─── SOURCE DATA

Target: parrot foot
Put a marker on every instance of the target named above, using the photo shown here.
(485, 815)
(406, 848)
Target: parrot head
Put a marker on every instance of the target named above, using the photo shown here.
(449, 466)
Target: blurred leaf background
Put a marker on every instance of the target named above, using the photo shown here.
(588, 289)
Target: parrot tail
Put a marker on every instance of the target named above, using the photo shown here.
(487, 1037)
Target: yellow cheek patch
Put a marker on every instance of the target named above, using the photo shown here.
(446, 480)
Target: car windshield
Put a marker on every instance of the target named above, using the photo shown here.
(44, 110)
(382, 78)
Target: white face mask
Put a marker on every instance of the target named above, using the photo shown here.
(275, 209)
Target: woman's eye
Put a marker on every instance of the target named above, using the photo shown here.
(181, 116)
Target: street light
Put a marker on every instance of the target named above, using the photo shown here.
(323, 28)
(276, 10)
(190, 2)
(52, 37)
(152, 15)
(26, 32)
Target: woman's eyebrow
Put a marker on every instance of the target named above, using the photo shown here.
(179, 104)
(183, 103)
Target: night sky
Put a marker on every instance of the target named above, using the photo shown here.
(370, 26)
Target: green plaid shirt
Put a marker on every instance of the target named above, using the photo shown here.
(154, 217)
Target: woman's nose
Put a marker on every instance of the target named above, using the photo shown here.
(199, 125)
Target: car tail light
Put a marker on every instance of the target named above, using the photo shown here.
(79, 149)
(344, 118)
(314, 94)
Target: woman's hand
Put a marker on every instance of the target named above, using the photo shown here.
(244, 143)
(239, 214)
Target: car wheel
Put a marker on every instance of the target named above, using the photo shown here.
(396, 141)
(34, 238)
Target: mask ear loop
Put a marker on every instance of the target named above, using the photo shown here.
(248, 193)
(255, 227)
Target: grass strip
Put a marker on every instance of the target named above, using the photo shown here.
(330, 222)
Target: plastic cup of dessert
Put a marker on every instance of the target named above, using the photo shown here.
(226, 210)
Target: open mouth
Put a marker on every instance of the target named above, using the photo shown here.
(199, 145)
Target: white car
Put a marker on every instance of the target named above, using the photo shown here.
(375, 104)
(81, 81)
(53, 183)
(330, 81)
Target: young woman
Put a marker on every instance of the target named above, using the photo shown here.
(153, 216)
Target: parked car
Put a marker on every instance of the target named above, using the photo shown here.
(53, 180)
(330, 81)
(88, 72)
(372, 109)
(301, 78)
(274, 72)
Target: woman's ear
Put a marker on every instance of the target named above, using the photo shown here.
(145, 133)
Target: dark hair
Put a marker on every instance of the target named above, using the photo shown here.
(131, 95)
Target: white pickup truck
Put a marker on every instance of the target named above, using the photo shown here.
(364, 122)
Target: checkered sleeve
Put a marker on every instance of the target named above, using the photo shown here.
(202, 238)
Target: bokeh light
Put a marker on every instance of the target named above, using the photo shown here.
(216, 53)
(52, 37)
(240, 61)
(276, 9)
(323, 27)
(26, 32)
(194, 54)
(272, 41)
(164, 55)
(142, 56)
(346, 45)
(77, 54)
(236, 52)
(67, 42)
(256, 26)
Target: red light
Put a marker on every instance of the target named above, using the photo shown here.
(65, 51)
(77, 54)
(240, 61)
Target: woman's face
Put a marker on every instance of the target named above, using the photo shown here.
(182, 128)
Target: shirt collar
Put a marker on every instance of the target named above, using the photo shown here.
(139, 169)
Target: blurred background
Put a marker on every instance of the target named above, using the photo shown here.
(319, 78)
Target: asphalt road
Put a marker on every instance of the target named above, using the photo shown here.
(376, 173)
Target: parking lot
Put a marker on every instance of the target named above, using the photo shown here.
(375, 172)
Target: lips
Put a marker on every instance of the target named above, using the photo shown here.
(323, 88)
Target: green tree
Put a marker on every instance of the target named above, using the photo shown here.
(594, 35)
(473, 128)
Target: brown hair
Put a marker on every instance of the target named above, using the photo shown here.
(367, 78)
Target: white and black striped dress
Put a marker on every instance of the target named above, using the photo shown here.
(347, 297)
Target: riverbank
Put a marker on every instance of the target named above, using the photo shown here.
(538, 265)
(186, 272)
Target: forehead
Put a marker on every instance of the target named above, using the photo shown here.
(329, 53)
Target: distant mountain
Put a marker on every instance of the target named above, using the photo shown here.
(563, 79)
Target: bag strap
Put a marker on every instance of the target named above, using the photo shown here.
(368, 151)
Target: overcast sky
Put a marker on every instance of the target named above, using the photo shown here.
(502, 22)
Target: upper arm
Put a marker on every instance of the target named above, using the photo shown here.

──────

Retype exactly the lines from the first line of the records above through the line containing "Target: grass strip", both included, and nothing else.

RESULT OF THIS EXERCISE:
Target: parrot foot
Put a marker on every instance of the target named above, using the photo shown here.
(485, 815)
(406, 848)
Target: parrot head
Put a marker on every instance of the target named above, using the photo shown here.
(449, 466)
Target: blurred leaf background
Put a marker on every instance of the target named above, using the photo shown here.
(588, 289)
Target: parrot tail
Put a marker on every instance of the target named above, using the photo shown here.
(487, 1037)
Target: yellow cheek patch
Put a marker on every instance of the target named above, using the photo shown here.
(446, 480)
Target: car windshield
Put a marker on every instance of the target named above, using the photo shown here.
(44, 110)
(382, 78)
Target: white face mask
Put a marker on every instance of the target named above, using the photo shown here.
(275, 209)
Target: woman's eye
Put a marker on every instance of the target named above, using the photo shown here.
(181, 116)
Target: street light
Put a marker on every instance of the target named above, using the photo shown here.
(323, 28)
(276, 10)
(190, 2)
(52, 37)
(152, 15)
(26, 32)
Target: woman's eyebrow
Put a marker on every instance of the target named above, using the photo shown here.
(179, 104)
(183, 103)
Target: night sky
Put a marker on every instance of the target named above, using the photo shown here.
(370, 26)
Target: green plaid shirt
Put a marker on every instance of the target named above, using the photo shown here.
(154, 217)
Target: woman's nose
Put a marker on every instance of the target named above, using the photo shown here.
(199, 125)
Target: car tail light
Put a marker on every instance of the target named above, using the photo shown here.
(79, 149)
(344, 118)
(314, 94)
Target: woman's hand
Put a marker on every instance of the target named above, using the photo shown here.
(244, 143)
(239, 214)
Target: car wheel
Put a marker on every instance of the target named above, using the photo shown here.
(396, 141)
(34, 238)
Target: mask ear loop
Put a marker on every instance of the target named above, using the photo shown here.
(248, 193)
(255, 227)
Target: grass strip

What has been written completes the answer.